Short task
In the walk account about Trantershill Plantation, which organization has the Lee family offered the wood to?

Friday 15 February 2013

Walk 35: A Wild Wood - Trantershill Plantation

A day to remember, and not just because it's my husband's 50th birthday.  For one thing, it's a beautiful sunny morning with brilliantly blue skies - entirely different weather from last week when I was walking through Worgan's Wood in driving snow.  I'm walking up the lane past Swifts Hill towards Elcombe in order to visit a rather special piece of woodland.  Trantershill Plantation, as it's named on the map, belonged to our local famous author Laurie Lee, and I've been given permission to walk in it by his widow and daughter.  As well as exploring on my own account, I'm also documenting the present state of things in the wood for future comparison, because things are about to change for Trantershill Plantation. The Lee family have offered it to Gloucestershire Wildlife Trust as a way of preserving it for the future, and we recently heard that the money to buy it has been raised, very largely by public subscription, though the sale hasn't gone through yet.  GWT will join it up with the Elliot Nature Reserve on Swifts Hill and open it to the public, which is great.  They will also be managing it, which as it hasn't been actively managed for a long time, means it will start to look different.  So this is a good time for me to explore it and take photos of how it is now.

There's a robin singing at me from the hedge as I pass under Swifts Hill, and in fact there's quite a bit of birdsong around today, unlike last week when I could hear nothing but the odd rook or jackdaw and the swish of falling snow.  The birds sound as if they are hoping it's about to be spring.

Provided data
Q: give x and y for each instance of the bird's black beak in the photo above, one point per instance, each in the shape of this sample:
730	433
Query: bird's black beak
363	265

Exercise result
Gloucestershire Wildlife Trust